## Document segment
● ● ●
According to Hindmarch, Prozac is much more difficult to obtain from the doctor in Britain than in America. "If you've been prescribed Prozac in the UK, it is because your doctor believes you suffer from a psychological disturbance called depression," he insists. "That's not just feeling down, that's an actual disturbance of thought." On the other hand, I have heard countless testimonies from people who have walked into their doctor's office, complained of `feeling down' and walked out half an hour later with a prescription.

However, Professor George Masterton, a psychiatrist at Edinburgh Royal Infirmary, adds: "I would not say Prozac directly causes suicidal thoughts. But I have seen patients in whom the thoughts did not seem to come from them. It does, at least, put a question mark over the drug."
● ● ●
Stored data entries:
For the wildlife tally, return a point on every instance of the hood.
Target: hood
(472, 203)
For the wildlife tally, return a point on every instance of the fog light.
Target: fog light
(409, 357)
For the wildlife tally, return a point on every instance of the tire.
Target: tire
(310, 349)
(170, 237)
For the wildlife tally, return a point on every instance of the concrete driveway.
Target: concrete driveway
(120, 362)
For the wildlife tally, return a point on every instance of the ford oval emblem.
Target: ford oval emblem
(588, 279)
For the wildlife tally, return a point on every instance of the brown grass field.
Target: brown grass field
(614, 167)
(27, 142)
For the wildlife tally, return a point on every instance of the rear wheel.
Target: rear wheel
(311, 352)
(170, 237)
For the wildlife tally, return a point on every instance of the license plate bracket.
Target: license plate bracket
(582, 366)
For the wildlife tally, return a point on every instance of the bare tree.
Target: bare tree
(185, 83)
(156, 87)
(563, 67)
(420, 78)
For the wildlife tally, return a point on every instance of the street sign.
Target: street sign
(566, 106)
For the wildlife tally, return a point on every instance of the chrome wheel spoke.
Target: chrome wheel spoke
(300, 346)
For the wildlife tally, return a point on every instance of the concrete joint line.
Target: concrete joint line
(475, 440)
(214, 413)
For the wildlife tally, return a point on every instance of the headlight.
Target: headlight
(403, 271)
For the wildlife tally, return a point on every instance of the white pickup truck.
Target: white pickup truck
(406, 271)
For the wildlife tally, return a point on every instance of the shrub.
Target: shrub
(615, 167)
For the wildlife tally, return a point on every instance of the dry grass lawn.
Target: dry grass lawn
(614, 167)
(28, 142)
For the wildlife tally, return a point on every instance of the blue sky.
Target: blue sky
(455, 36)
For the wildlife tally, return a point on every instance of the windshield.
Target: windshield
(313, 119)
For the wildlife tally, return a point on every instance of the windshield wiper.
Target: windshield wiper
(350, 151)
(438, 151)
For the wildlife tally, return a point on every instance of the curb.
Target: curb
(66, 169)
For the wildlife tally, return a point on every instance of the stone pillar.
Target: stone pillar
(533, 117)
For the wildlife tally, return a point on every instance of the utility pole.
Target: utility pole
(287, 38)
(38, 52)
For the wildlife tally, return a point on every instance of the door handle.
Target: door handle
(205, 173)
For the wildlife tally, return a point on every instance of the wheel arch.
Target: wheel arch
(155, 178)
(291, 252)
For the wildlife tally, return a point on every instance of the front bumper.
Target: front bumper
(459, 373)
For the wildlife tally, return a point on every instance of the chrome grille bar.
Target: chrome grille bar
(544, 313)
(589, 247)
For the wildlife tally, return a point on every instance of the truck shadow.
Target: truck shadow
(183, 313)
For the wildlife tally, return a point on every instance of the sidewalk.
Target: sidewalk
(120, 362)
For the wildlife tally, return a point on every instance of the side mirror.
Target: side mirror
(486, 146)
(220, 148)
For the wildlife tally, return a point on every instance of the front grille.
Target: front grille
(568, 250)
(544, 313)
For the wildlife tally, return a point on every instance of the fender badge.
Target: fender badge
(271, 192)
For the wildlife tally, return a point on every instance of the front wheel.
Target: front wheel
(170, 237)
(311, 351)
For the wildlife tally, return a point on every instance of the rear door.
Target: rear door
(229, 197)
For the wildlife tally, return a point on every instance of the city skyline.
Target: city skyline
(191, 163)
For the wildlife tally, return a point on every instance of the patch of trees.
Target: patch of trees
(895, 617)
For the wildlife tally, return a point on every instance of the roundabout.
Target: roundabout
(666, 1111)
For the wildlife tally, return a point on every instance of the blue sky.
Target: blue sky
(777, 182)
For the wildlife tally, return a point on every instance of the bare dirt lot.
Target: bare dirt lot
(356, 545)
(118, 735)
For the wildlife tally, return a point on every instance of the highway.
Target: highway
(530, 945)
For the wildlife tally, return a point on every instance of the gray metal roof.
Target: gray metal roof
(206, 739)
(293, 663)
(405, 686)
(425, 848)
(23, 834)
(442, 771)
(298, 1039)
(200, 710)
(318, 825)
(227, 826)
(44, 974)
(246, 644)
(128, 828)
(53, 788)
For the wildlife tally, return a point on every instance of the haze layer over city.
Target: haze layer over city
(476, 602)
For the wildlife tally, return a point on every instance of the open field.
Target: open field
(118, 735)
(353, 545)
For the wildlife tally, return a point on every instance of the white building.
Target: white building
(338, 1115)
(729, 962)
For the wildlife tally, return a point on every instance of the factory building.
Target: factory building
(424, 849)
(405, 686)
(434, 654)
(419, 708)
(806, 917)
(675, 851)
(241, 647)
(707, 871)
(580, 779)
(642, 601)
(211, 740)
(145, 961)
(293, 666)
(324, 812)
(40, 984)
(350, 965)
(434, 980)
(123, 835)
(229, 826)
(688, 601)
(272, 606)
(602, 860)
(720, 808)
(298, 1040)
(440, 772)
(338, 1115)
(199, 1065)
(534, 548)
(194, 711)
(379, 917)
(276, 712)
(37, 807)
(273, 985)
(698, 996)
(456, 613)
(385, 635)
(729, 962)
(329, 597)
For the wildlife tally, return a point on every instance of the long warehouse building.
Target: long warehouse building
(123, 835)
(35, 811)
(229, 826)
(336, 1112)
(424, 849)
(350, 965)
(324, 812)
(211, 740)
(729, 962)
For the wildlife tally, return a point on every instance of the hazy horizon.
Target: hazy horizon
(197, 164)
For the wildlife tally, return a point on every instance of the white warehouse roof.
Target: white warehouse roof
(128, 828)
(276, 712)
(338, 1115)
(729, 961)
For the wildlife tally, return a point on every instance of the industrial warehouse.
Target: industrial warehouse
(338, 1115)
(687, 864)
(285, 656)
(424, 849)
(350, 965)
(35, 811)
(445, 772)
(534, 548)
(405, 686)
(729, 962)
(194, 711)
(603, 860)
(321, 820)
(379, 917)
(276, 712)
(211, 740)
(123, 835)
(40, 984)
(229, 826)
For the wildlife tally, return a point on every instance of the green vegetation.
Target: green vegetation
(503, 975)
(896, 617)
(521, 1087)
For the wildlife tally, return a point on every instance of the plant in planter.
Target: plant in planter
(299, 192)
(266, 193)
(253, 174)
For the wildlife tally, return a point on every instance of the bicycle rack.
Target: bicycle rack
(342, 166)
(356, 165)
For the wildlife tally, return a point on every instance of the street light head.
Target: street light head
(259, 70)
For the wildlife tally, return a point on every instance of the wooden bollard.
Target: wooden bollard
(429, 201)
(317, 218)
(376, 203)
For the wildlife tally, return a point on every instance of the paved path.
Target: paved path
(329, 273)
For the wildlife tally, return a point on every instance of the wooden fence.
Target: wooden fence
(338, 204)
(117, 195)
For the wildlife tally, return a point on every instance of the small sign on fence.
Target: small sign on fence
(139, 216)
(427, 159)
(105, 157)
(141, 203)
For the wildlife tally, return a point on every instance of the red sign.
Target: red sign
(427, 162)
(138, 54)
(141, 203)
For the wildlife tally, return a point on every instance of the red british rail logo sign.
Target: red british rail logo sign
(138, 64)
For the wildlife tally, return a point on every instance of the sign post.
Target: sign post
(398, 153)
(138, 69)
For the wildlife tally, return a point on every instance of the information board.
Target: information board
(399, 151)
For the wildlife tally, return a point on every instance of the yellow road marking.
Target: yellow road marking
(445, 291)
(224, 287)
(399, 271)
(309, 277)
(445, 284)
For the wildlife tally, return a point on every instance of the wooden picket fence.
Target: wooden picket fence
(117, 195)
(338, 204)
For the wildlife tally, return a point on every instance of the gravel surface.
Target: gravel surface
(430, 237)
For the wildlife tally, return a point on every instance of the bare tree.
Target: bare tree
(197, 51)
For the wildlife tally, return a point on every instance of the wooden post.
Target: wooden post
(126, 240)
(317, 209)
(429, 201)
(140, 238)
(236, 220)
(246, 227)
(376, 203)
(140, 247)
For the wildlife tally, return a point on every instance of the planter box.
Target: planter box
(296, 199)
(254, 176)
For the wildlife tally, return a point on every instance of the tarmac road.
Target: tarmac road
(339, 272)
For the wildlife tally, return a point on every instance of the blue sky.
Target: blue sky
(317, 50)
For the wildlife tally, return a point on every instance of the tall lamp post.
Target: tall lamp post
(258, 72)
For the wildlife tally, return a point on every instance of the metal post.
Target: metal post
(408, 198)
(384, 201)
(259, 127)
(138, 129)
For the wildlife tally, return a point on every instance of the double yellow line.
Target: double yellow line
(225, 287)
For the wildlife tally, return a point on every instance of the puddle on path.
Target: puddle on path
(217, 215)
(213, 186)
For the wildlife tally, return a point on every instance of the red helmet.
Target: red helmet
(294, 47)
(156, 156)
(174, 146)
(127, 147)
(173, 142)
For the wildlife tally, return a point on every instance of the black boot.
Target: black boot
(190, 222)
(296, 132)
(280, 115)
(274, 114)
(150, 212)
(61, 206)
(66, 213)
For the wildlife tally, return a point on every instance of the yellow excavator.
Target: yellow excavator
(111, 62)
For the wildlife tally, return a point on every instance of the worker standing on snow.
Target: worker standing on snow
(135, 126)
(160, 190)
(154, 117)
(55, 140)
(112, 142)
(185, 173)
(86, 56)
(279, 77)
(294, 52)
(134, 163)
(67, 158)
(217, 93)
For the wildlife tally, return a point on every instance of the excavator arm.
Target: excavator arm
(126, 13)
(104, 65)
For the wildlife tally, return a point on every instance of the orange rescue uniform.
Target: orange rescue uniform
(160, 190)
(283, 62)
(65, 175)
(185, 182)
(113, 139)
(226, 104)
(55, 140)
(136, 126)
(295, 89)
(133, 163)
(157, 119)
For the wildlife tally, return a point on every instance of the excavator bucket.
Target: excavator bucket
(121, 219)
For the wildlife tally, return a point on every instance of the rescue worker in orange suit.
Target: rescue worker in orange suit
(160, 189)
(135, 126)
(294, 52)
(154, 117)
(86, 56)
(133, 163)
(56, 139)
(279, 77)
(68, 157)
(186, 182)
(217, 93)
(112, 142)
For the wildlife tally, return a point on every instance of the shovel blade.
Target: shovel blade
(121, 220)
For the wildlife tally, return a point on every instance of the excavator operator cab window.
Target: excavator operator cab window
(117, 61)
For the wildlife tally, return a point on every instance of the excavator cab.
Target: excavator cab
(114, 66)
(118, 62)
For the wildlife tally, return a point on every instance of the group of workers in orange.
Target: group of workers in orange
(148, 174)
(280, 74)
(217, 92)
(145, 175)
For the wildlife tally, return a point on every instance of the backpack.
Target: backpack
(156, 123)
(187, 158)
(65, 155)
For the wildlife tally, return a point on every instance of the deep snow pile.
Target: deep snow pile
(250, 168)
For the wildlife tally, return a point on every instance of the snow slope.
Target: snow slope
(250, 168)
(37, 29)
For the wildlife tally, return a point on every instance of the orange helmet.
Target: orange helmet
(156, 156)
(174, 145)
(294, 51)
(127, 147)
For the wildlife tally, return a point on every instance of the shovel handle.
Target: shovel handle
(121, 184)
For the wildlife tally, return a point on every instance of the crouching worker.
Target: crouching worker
● ● ●
## How to complete this task
Translate this sentence from the Prozac passage into French: "According to Hindmarch, Prozac is much more difficult to obtain from the doctor in Britain than in America." The material has no role here.

## Response area
Selon Hindmarch, le Prozac est beaucoup plus difficile à obtenir auprès du médecin en Grande-Bretagne qu'en Amérique.